### Exercise requirements:
Reproduce all of the data that follows, character for character.
*** Records provided Section Begins ***
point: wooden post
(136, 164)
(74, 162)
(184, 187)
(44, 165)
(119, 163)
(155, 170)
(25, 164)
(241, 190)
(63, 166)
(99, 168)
*** Records provided Section Ends ***
### Reply:
point: wooden post
(136, 164)
(74, 162)
(184, 187)
(44, 165)
(119, 163)
(155, 170)
(25, 164)
(241, 190)
(63, 166)
(99, 168)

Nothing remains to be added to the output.